__Aim of the exercise__
Return all of the entries, keeping every word and mark as it is.

-------- Listed records --------

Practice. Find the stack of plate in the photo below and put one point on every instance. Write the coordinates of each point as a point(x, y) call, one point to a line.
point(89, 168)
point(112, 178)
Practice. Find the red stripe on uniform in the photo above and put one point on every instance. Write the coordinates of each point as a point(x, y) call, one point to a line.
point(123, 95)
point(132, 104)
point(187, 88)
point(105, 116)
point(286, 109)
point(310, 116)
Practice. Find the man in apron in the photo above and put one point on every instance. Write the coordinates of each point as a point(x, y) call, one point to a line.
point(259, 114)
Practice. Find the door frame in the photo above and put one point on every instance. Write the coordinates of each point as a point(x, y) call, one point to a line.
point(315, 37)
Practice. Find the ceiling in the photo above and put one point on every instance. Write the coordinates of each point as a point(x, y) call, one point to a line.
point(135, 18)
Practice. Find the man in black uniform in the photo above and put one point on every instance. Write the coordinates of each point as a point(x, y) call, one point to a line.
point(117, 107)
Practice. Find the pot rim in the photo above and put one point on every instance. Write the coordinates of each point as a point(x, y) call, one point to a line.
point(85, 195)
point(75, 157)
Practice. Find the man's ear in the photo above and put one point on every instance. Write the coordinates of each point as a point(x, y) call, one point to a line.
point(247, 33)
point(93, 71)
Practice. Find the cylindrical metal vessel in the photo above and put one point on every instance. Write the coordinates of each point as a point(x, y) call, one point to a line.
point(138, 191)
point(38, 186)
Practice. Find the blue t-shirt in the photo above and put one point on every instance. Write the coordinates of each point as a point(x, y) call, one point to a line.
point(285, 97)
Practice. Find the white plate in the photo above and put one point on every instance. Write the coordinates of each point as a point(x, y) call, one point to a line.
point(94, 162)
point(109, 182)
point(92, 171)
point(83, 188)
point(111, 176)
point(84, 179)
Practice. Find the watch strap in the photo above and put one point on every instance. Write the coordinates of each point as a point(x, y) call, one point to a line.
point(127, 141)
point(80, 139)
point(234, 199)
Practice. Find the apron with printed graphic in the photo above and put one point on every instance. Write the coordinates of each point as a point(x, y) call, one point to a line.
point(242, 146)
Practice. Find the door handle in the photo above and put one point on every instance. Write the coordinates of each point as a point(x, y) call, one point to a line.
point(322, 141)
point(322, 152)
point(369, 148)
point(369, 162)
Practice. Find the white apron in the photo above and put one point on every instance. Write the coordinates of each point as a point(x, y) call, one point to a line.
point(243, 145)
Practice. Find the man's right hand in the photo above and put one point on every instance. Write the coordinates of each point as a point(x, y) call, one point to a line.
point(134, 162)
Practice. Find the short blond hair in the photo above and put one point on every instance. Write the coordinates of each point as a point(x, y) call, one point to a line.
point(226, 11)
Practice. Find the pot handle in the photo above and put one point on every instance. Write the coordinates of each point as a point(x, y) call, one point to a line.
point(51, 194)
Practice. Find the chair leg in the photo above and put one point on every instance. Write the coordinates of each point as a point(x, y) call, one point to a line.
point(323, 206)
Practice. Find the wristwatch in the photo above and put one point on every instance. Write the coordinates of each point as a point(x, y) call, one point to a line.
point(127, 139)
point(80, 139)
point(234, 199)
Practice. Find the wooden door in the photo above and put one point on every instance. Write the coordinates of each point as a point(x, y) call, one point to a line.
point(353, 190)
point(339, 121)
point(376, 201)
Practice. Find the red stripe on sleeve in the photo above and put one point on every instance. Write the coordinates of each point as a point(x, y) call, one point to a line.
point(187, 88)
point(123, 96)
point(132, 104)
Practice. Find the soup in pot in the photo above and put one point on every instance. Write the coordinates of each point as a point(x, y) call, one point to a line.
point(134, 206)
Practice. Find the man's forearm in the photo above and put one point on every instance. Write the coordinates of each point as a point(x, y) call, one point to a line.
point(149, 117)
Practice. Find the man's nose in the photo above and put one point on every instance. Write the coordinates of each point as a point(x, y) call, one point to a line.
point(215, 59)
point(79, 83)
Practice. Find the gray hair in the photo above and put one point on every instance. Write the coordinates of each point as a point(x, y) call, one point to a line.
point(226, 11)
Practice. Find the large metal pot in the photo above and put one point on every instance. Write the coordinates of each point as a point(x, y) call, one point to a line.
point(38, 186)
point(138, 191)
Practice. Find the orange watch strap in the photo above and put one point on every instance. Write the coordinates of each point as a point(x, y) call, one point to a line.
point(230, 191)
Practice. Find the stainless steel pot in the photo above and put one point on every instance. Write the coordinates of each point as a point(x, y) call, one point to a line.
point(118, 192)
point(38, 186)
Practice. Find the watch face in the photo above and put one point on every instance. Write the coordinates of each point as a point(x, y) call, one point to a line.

--------

__Reply to the task__
Practice. Find the stack of plate in the photo below and put one point on every instance. Write the coordinates of each point as a point(x, y) call, one point to a line.
point(89, 168)
point(112, 178)
Practice. Find the red stripe on uniform in the photo above and put one point on every instance. Write the coordinates of each point as a point(x, y) call, one point to a line.
point(123, 95)
point(132, 104)
point(187, 88)
point(105, 116)
point(286, 109)
point(310, 116)
Practice. Find the man in apron in the photo above and put one point on every instance. Write the coordinates of each point as a point(x, y) call, one point to a line.
point(259, 114)
Practice. Find the door frame in the photo above and put one point on every instance. Write the coordinates of each point as a point(x, y) call, one point to a line.
point(315, 37)
Practice. Find the ceiling in the photo above and put one point on every instance. Write the coordinates of each point as a point(x, y) call, one point to a line.
point(135, 18)
Practice. Find the man in black uniform in the photo above and put one point on every instance. Write the coordinates of each point as a point(x, y) call, one point to a line.
point(117, 107)
Practice. Find the pot rim in the photo above and put one point on every instance. Write the coordinates of each point as a point(x, y) call, one point to a line.
point(85, 195)
point(75, 157)
Practice. Find the man's ear in the photo above and put one point on every instance. Write the coordinates of each point as a point(x, y) call, one point to a line.
point(247, 33)
point(93, 71)
Practice. Find the cylindrical metal vessel in the photo above and put one point on every instance. Write the coordinates of each point as a point(x, y) call, one point to a line.
point(138, 191)
point(38, 186)
Practice. Find the blue t-shirt in the photo above and put one point on every instance. Write the coordinates of each point as a point(x, y) call, one point to a line.
point(285, 97)
Practice. Find the white plate in the photo above and put one point on every instance. Write the coordinates of each point as a point(x, y) call, one point to a line.
point(94, 162)
point(109, 182)
point(92, 171)
point(83, 188)
point(111, 176)
point(84, 179)
Practice. Find the watch strap in the photo above and put one point on every instance. Write the coordinates of each point as a point(x, y) call, one point to a line.
point(127, 141)
point(80, 139)
point(234, 199)
Practice. Find the apron with printed graphic in the photo above and put one point on every instance. Write the coordinates of each point as a point(x, y) call, one point to a line.
point(242, 146)
Practice. Find the door handle in the photo above and put one point on every instance. Write the coordinates of each point as a point(x, y) call, one point to a line.
point(322, 141)
point(322, 152)
point(369, 148)
point(369, 162)
Practice. Find the white apron in the photo above and put one point on every instance. Write the coordinates of each point as a point(x, y) call, one point to a line.
point(243, 145)
Practice. Find the man's right hand in the photo above and put one point on every instance. Write the coordinates of each point as a point(x, y) call, one point to a line.
point(134, 162)
Practice. Find the short blond hair in the photo above and put one point on every instance. Write the coordinates of each point as a point(x, y) call, one point to a line.
point(226, 11)
Practice. Find the pot handle in the photo above and put one point on every instance. Write the coordinates of each point as a point(x, y) call, one point to a line.
point(51, 194)
Practice. Find the chair leg in the photo above and put one point on every instance. Write the coordinates of each point as a point(x, y) call, one point to a line.
point(323, 206)
Practice. Find the wristwatch in the photo above and put one point on every instance. Write the coordinates of each point as a point(x, y) call, one point to a line.
point(127, 139)
point(80, 139)
point(234, 199)
Practice. Find the wooden door in the photo above and put one point on every instance. Write the coordinates of each point as a point(x, y) call, one point to a line.
point(353, 190)
point(339, 121)
point(376, 201)
Practice. Find the red stripe on sleeve in the photo above and put one point on every instance. Write the coordinates of each point as a point(x, y) call, one point to a line.
point(187, 88)
point(123, 96)
point(132, 104)
Practice. Find the soup in pot in the photo above and put one point on every instance. Write the coordinates of each point as a point(x, y) call, one point to a line.
point(134, 206)
Practice. Find the man's forearm in the photo above and put one point on every instance. Write the coordinates of each point as a point(x, y) call, one point to a line.
point(149, 117)
Practice. Find the man's nose in the photo above and put one point on every instance. Write the coordinates of each point as a point(x, y) call, one point to a line.
point(215, 59)
point(79, 83)
Practice. Find the gray hair in the photo above and put one point on every instance. Write the coordinates of each point as a point(x, y) call, one point to a line.
point(226, 11)
Practice. Find the large metal pot in the photo above and put one point on every instance. Write the coordinates of each point as a point(x, y) call, one point to a line.
point(38, 186)
point(138, 191)
Practice. Find the orange watch strap in the photo above and put one point on every instance. Write the coordinates of each point as a point(x, y) call, one point to a line.
point(230, 191)
Practice. Find the stainless steel pot in the photo above and put one point on every instance. Write the coordinates of each point as a point(x, y) call, one point to a line.
point(118, 192)
point(38, 186)
Practice. Find the watch face in the photo above and put one point on every instance. Write the coordinates of each point as a point(x, y) call, one point to a line.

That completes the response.